## Dataset items
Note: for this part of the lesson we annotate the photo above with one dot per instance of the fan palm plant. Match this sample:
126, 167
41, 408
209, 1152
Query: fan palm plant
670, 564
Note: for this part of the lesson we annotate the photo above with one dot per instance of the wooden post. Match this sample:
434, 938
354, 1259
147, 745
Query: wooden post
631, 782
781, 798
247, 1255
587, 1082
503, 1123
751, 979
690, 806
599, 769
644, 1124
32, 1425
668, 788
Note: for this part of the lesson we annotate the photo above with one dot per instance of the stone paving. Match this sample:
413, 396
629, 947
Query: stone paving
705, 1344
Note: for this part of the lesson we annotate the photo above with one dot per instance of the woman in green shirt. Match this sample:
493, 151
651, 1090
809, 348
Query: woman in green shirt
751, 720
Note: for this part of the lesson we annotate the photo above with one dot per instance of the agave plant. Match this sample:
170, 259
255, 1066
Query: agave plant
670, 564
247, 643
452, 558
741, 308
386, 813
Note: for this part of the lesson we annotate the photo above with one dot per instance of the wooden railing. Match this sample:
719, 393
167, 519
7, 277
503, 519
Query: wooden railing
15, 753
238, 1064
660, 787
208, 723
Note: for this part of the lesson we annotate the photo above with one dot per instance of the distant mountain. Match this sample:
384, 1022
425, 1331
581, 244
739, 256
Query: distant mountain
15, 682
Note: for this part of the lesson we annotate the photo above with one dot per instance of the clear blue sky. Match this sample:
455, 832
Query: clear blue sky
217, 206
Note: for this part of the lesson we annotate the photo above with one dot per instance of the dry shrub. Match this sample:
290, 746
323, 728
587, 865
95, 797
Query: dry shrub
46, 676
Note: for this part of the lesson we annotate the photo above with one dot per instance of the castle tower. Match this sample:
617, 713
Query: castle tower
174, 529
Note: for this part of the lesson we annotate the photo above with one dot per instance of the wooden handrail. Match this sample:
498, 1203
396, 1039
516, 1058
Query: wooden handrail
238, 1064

## Exercise details
Rewrite all of the lines above, substituting "Follow this sample" for each occurrence of "Match this sample" and leaving everything else untouched.

## Output
Note: for this part of the lesson we annotate the photo above with one dot per instance of the fan palm plant. Follow this sample:
126, 167
41, 408
209, 1152
Query: fan palm plant
670, 564
Note: for this part of the lesson we annotate the photo above with one dot per instance of the wooden post. Follow this sample:
434, 938
354, 1259
147, 745
Query: wooden post
631, 782
781, 798
247, 1255
587, 1082
503, 1123
751, 979
690, 806
599, 769
644, 1124
32, 1425
668, 788
Note: for this part of the lesson we annotate the photo above with one dot per instance of the stone paving. Follow this sample:
413, 396
629, 947
Query: stone paving
705, 1344
Note: for this part of the lesson we annotate the photo above with one dot per instance of the woman in green shirt. Follow this sample:
493, 151
651, 1090
809, 348
Query: woman in green shirt
751, 720
Note: for this part of the lesson we annotate the photo above with one dot per instance of the agave plant. Follow this sample:
170, 259
255, 1066
Query: agave plant
670, 564
247, 643
452, 558
741, 308
386, 813
Note: for this part of the lesson we annotate the photo above with one dot per instance of the wooden railing. Follow this sample:
719, 393
167, 519
7, 277
503, 519
Query: wooden railing
15, 753
238, 1064
660, 787
208, 723
Note: for this part of the lesson we annotate the photo above with one dot per instance of the distant mountain. Follow this sample:
384, 1022
425, 1331
581, 244
739, 256
Query: distant mountain
15, 682
Note: for this part of the lesson we annotate the photo above with one dot per instance of the clear blue sky. Follow this sample:
455, 832
Query: clear blue sky
217, 206
Note: for this part of the lesson we annotate the photo above with one dot per instance of the dry shrub. Follow this sample:
290, 746
323, 728
587, 865
95, 797
Query: dry shrub
46, 676
Note: for this part of the lesson we annotate the photo above with one dot per instance of the castle tower. Follow this sample:
617, 713
Query: castle tower
174, 529
Note: for this part of the lesson we annotate the photo above with one dot per instance of the wooden handrail. Follow this sample:
498, 1203
396, 1039
516, 1058
Query: wooden handrail
238, 1064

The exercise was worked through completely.